Records from a data collection:
┄┄┄┄┄┄

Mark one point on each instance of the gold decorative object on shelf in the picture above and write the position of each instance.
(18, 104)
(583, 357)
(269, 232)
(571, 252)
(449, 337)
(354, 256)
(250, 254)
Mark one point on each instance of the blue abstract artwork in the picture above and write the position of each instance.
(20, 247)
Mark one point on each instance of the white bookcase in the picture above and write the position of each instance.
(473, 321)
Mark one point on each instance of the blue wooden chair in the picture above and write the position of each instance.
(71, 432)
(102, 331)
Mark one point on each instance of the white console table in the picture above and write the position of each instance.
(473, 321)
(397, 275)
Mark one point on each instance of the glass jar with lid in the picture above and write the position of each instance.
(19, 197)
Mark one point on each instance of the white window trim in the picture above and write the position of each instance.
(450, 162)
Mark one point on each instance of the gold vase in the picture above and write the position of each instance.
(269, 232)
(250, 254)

┄┄┄┄┄┄

Copy every line above word for word.

- RESPONSE TO THE EXERCISE -
Mark one point on each instance of the gold decorative object on shelf in the picture above and write the position of each instance.
(18, 104)
(583, 357)
(269, 232)
(571, 252)
(449, 337)
(354, 256)
(250, 254)
Mark one point on each instance of the blue abstract artwork in the picture above and write the position of each instance.
(20, 247)
Mark one point on each instance of the white bookcase in the picture above and write the position of each instance.
(473, 321)
Mark one point on each instance of the blue wooden chair in the picture above and write the position of each instance.
(71, 432)
(102, 331)
Mark one point on each instance of the white console table in the picture above and write the position of each instance.
(473, 321)
(397, 275)
Mark one point on each instance of the glass jar with lid in the picture above and write the position of each instance.
(19, 197)
Mark one point on each instance of the white window trim in the picture above and write the position of each instance.
(450, 162)
Mark one point on each instance of the gold vase in the picture above and write the position of each instance.
(269, 232)
(250, 254)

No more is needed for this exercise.